▶ **WHAT YOU ARE ASKED TO DO**
Treat the line containing "of the orange" as the first line and the final line of the material below as the last; reproduce that range exactly.

▶ **Collected data**

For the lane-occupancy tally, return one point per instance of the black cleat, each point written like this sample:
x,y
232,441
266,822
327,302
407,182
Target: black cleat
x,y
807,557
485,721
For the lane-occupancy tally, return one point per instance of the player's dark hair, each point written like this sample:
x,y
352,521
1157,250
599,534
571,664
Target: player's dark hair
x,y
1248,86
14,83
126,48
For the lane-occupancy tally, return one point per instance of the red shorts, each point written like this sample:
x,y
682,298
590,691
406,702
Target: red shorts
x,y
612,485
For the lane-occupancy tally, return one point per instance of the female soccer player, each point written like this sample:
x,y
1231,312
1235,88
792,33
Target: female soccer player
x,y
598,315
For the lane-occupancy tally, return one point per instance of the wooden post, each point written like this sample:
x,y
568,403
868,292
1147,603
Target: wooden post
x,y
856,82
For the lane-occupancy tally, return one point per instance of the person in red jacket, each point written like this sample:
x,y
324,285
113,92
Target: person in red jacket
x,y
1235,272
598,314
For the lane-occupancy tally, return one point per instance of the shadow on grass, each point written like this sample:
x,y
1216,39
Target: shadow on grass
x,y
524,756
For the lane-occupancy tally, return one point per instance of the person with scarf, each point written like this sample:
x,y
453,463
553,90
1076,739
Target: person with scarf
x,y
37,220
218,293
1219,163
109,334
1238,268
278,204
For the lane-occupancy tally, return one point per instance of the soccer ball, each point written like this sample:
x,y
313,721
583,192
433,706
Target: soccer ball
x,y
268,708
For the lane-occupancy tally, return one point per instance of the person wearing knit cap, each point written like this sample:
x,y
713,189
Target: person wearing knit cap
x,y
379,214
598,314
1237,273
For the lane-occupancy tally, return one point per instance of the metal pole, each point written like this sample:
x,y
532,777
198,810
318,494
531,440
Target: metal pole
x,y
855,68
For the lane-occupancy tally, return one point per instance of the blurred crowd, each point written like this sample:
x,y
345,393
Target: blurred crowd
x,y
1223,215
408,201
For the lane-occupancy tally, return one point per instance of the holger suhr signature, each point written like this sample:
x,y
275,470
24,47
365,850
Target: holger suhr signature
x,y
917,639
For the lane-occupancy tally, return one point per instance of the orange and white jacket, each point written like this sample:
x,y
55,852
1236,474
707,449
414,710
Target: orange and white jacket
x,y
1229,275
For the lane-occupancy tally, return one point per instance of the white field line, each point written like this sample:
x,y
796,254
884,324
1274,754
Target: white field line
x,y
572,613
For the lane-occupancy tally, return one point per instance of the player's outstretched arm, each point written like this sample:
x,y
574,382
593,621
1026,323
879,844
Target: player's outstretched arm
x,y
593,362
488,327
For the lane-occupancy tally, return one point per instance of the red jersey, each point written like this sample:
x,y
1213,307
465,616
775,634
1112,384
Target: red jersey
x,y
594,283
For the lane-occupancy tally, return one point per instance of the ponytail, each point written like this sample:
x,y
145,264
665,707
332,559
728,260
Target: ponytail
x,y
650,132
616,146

▶ **RESULT OF THE EXERCISE**
For the lane-occupancy tally, return one point per instance of the orange and white jacket, each point written like this sample:
x,y
55,852
1236,474
707,449
414,710
Target: orange and white jacket
x,y
1229,275
For the lane-occupancy tally, return one point per instance of the white field line, each point written like this sample:
x,y
796,254
884,324
1274,754
Target: white field line
x,y
572,613
For the lane-occupancy tally, return one point per instance of the player's outstretched arm, each point written like this sample:
x,y
574,382
593,621
1026,323
879,844
Target: player's outstretched arm
x,y
593,362
488,327
For the lane-occupancy tally, return one point per instance of the red jersey, each point written like this sample:
x,y
1213,307
465,616
775,634
1112,384
Target: red jersey
x,y
594,283
For the lane-occupancy tally, return one point per instance of the ponytail, each point written like this sample:
x,y
145,264
665,707
332,559
728,260
Target: ponytail
x,y
650,132
616,146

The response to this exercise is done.